Assignment A -> Write out the passage of the Ol' Dirty Bastard tribute from "From the very" to "in Together Now.".
Assignment B -> According to the Ol' Dirty Bastard tribute, what was the proto-Wu crew he formed with the RZA and the GZA called?

Reading passage ->
Ol' Dirty Bastard 1969-2004 First things first, man, ya fuckin' wit the worst...

From the very first time you heard him, you knew that Russell Jones was on some other shit. The man they called the Ol' Dirty Bastard (AKA Osiris AKA Joe Bananas AKA Dirt Shultz AKA Big Baby Jesus AKA Unique Ason AKA Dirt McGirt) possessed one of the most unforgettable styles in the history of an art form chockfull of memorable emcees--a barking, ofttimes half-intelligible spew punctuated with grunting, sound effects, and psychotic soul singing. Dirty's unmistakable genius stood out in a crew of all-stars--the game-changing Wu-Tang Clan, of which Dirt was a founding member, having first held it down with first cousins Prince Rakeem (AKA the RZA) and the Genius (AKA the GZA) as the proto-Wu crew All in Together Now.

If I wasn't really raw, standing here on the floor/You'd be like BOOOOO HE AIN'T NO HARDCORE...

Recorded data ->
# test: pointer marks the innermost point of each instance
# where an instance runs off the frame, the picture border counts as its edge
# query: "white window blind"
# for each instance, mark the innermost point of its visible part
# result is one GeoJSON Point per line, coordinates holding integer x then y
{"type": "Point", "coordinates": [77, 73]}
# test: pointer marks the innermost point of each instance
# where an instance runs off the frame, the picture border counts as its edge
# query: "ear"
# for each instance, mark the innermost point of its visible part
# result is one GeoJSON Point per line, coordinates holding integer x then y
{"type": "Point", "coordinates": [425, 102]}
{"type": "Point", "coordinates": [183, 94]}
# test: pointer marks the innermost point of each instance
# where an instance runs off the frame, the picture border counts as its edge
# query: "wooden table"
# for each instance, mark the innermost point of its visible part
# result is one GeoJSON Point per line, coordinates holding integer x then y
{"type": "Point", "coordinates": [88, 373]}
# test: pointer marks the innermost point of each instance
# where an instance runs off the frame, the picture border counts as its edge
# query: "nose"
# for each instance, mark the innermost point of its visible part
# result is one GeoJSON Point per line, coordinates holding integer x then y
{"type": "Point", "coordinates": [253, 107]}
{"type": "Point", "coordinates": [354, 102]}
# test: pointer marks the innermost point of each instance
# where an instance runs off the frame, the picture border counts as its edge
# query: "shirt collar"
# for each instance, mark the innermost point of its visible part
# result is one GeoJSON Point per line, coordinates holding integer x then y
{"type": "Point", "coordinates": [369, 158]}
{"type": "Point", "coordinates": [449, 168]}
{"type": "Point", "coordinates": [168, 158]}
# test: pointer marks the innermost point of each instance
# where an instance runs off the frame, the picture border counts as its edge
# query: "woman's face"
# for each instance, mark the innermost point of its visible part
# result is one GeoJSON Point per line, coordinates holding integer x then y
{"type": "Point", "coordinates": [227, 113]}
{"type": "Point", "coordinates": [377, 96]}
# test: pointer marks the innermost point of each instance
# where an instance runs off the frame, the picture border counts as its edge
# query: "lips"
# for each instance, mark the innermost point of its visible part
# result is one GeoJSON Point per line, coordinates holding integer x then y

Reply A ->
From the very first time you heard him, you knew that Russell Jones was on some other shit. The man they called the Ol' Dirty Bastard (AKA Osiris AKA Joe Bananas AKA Dirt Shultz AKA Big Baby Jesus AKA Unique Ason AKA Dirt McGirt) possessed one of the most unforgettable styles in the history of an art form chockfull of memorable emcees--a barking, ofttimes half-intelligible spew punctuated with grunting, sound effects, and psychotic soul singing. Dirty's unmistakable genius stood out in a crew of all-stars--the game-changing Wu-Tang Clan, of which Dirt was a founding member, having first held it down with first cousins Prince Rakeem (AKA the RZA) and the Genius (AKA the GZA) as the proto-Wu crew All in Together Now.

Reply B -> All in Together Now